> [INFORMATION PROVIDED]:
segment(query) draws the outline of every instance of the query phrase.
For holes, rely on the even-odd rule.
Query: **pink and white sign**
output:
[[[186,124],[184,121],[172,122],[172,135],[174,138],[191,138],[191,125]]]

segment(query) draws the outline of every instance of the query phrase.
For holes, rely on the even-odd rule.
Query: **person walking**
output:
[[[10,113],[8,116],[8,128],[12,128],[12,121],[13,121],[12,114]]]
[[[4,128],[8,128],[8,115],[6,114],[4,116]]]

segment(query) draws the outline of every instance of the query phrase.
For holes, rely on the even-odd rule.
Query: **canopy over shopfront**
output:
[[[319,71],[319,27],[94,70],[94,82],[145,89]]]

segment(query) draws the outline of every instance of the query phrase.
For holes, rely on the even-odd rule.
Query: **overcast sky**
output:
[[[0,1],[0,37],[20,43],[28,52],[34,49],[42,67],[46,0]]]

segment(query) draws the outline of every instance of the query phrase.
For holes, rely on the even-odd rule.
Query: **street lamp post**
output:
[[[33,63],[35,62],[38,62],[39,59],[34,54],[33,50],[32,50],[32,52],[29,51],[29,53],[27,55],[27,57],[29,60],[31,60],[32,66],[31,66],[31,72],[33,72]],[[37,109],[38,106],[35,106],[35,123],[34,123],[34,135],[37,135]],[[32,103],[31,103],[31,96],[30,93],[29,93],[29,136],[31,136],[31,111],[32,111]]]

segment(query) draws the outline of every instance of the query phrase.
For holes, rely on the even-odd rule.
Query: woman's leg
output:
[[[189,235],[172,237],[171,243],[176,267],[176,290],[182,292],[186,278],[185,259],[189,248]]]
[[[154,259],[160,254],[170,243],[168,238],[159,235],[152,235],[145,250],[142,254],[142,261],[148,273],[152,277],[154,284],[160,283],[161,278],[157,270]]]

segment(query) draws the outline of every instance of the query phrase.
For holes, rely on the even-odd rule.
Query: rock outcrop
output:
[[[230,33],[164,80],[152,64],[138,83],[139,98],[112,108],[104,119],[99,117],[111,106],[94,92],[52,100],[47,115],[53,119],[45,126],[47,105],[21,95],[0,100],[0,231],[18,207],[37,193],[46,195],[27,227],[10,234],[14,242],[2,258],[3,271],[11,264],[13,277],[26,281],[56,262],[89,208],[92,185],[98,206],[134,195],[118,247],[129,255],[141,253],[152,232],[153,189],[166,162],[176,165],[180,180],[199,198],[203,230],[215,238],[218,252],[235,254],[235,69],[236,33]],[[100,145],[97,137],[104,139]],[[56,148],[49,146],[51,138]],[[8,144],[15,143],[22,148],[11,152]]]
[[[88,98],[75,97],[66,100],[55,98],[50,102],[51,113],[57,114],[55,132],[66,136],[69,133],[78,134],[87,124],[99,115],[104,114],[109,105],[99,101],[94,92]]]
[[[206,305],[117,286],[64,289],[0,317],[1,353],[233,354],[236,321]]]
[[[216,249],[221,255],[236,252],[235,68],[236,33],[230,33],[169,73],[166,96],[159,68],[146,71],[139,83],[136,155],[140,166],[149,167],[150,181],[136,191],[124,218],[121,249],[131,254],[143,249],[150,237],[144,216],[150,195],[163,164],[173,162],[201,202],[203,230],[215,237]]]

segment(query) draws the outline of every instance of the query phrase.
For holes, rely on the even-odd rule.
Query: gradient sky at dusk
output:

> [INSTRUCTIONS TO FOLLOW]: Rewrite every line of the records above as a numbered list, leaving out the blank lines.

> [RIGHT ANSWER]:
1. segment(query) draws the outline of every instance of the query phrase.
2. For holes, rely on the even-odd rule.
3. Query: **pink and white sign**
4. output:
5. [[[186,124],[184,121],[172,122],[172,135],[174,138],[191,138],[191,125]]]
6. segment(query) draws the outline of every instance of the query phrase.
7. For holes, rely on the even-odd rule.
8. Query: **person walking**
9. output:
10. [[[10,113],[8,116],[8,128],[12,128],[12,121],[13,121],[12,114]]]
11. [[[4,128],[8,128],[8,115],[6,114],[4,116]]]
12. segment(query) draws the outline of every instance of the query phrase.
13. For holes, rely on the even-odd rule.
14. Query: **canopy over shopfront**
15. output:
16. [[[319,71],[319,27],[94,70],[94,82],[145,89]]]
17. segment(query) draws the outline of every instance of the query phrase.
18. For holes, rely on the even-odd rule.
19. Query: **overcast sky**
20. output:
21. [[[0,1],[0,37],[20,43],[28,52],[34,49],[42,67],[46,0]]]
22. segment(query) draws the outline of every instance of the query phrase.
23. For holes, rely on the even-odd rule.
24. Query: **street lamp post**
25. output:
26. [[[33,63],[35,62],[38,62],[39,59],[34,54],[33,50],[32,50],[32,52],[29,51],[29,53],[27,55],[27,57],[29,60],[31,60],[32,66],[31,66],[31,72],[33,72]],[[37,109],[38,106],[35,106],[35,123],[34,123],[34,135],[37,135]],[[32,103],[31,103],[31,96],[30,93],[29,93],[29,136],[31,136],[31,111],[32,111]]]
27. segment(query) draws the outline of every instance of the query phrase.
28. For holes, rely on the even-odd rule.
29. Query: woman's leg
30. output:
31. [[[189,235],[172,237],[171,243],[176,267],[176,290],[182,292],[186,278],[185,259],[189,248]]]
32. [[[154,259],[160,254],[170,243],[168,238],[159,235],[152,235],[145,250],[142,254],[142,261],[148,273],[152,277],[154,284],[160,283],[161,278],[157,270]]]
33. segment(query) draws the outline of every instance of the query phrase.
34. For holes, rely on the even-odd rule.
35. Query: rock outcrop
36. output:
37. [[[230,33],[164,80],[152,64],[138,83],[139,98],[112,108],[104,119],[99,117],[111,106],[94,92],[52,100],[47,115],[53,119],[45,126],[47,105],[21,95],[0,100],[0,231],[18,207],[37,193],[46,195],[27,227],[10,234],[14,242],[2,258],[3,271],[11,264],[13,277],[26,281],[56,262],[89,208],[92,185],[98,206],[134,195],[118,247],[129,255],[141,253],[152,232],[153,189],[166,162],[176,165],[180,180],[199,198],[203,230],[215,238],[218,252],[235,254],[235,69],[236,33]],[[100,145],[97,137],[104,139]],[[56,148],[49,146],[51,138]],[[8,144],[15,143],[22,148],[11,152]]]
38. [[[88,98],[75,97],[66,100],[55,98],[50,102],[51,113],[57,114],[55,132],[66,136],[69,133],[78,134],[87,124],[99,115],[104,114],[109,105],[99,101],[94,92]]]
39. [[[206,305],[117,286],[64,289],[0,317],[1,353],[233,354],[236,321]]]
40. [[[216,249],[221,255],[236,252],[235,68],[236,33],[230,33],[169,73],[166,96],[159,68],[146,71],[139,83],[136,155],[140,166],[149,167],[150,181],[136,191],[124,218],[121,249],[131,254],[143,249],[150,237],[144,216],[150,195],[163,164],[173,162],[201,202],[203,230],[215,237]]]
41. segment(query) draws the outline of every instance of the query phrase.
42. For holes, rely on the even-odd rule.
43. Query: gradient sky at dusk
44. output:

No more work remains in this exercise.